* [Verilen bilgiler]

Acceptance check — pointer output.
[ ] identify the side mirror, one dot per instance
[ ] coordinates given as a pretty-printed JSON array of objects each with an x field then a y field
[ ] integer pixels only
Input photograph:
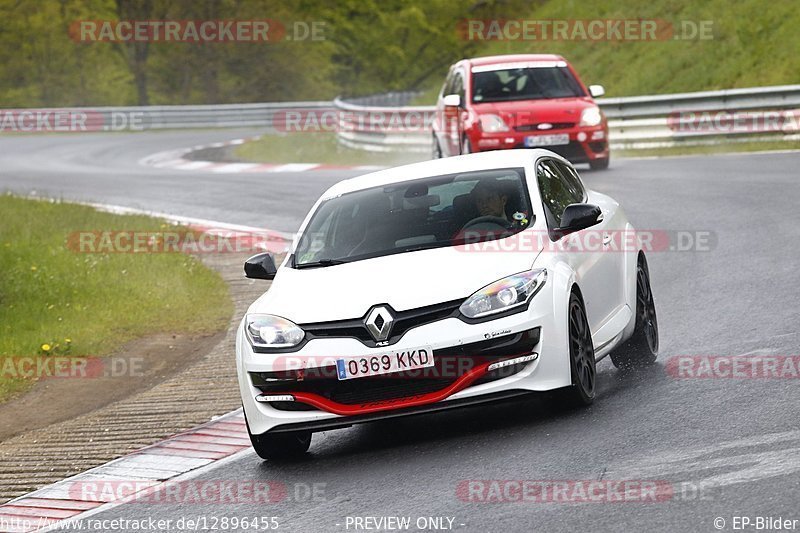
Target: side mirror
[
  {"x": 452, "y": 100},
  {"x": 596, "y": 91},
  {"x": 577, "y": 217},
  {"x": 260, "y": 266}
]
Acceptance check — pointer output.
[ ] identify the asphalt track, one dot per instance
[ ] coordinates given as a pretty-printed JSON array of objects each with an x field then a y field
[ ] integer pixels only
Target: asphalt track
[{"x": 726, "y": 447}]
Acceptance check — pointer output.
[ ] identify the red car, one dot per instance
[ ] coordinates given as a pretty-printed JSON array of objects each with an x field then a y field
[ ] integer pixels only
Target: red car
[{"x": 520, "y": 101}]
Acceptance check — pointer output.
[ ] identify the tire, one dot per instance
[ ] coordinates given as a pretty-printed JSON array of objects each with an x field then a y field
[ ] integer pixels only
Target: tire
[
  {"x": 581, "y": 355},
  {"x": 280, "y": 446},
  {"x": 436, "y": 152},
  {"x": 642, "y": 347},
  {"x": 466, "y": 147}
]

* [Yapılacak iş] Kayıtlarda "instance" sözcüğünü içeren bütün satırları toplayın ve büyük-küçük harf farkını dikkate alın.

* [Alıştırma cevabı]
[ ] identify the side mirror, one dot per instance
[ ] identify the asphalt track, one dot per instance
[ ] identify the red car, one dot per instance
[ ] identify the tire, one dot per instance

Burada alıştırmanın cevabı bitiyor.